Stated problem:
Locate each line in the listing below that contains the string "feather" and copy it. Matching is case-sensitive.

Extracted entries:
>>

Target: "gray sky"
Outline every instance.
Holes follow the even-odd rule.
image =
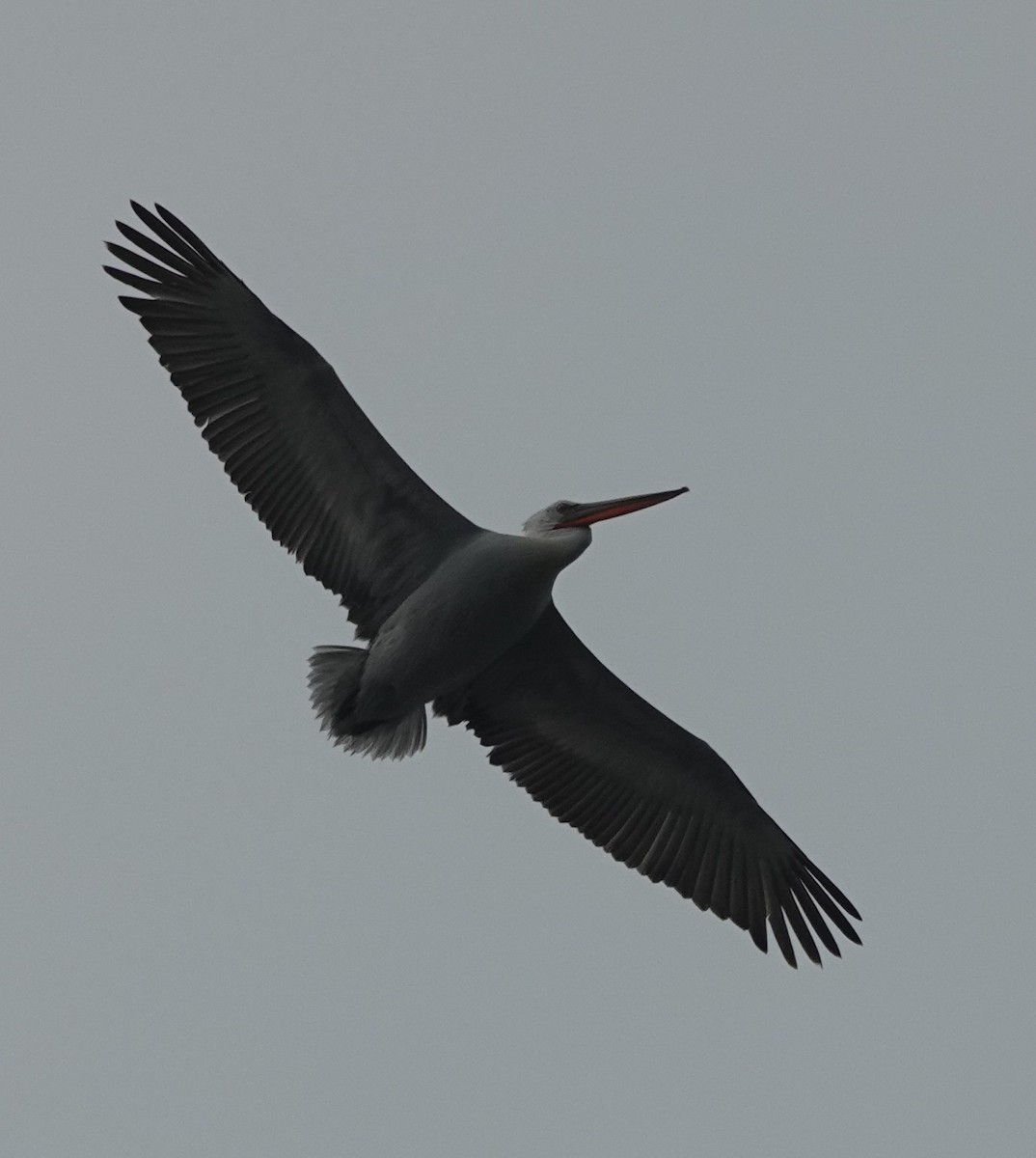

<<
>>

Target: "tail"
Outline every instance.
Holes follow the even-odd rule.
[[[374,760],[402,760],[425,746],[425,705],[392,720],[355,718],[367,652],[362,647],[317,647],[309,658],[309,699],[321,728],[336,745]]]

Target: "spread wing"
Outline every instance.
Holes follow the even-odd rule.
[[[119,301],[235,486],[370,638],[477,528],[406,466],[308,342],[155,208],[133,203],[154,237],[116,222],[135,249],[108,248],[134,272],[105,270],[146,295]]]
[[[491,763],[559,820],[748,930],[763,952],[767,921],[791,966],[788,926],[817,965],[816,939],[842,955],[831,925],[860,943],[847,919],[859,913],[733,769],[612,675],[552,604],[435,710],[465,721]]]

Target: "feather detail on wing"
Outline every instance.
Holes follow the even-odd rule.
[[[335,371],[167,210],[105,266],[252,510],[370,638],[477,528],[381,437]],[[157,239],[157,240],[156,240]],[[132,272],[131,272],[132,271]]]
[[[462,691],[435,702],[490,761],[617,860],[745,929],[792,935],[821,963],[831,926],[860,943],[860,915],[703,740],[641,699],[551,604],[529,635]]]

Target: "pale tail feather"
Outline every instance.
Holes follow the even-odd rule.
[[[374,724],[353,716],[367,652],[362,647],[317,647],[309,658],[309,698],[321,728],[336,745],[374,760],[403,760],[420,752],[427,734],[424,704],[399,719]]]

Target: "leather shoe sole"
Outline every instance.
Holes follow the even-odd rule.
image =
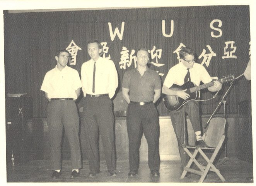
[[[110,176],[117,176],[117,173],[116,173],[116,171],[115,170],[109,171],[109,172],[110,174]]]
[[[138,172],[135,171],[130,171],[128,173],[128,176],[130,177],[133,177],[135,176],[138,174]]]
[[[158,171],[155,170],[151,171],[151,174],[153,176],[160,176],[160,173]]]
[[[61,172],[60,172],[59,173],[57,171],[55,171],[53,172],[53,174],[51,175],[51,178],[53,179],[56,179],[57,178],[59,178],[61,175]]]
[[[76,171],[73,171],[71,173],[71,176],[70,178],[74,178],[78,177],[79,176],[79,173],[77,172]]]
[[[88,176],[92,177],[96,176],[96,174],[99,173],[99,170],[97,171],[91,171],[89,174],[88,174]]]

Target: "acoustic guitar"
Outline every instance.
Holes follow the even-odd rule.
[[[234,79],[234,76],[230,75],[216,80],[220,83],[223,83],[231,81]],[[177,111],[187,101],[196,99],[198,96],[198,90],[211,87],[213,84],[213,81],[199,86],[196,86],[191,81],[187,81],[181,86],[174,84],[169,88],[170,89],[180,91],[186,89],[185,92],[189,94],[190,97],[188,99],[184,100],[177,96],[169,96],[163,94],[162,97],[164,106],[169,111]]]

<<

Result:
Target: "feather detail on wing"
Target: "pale tail feather"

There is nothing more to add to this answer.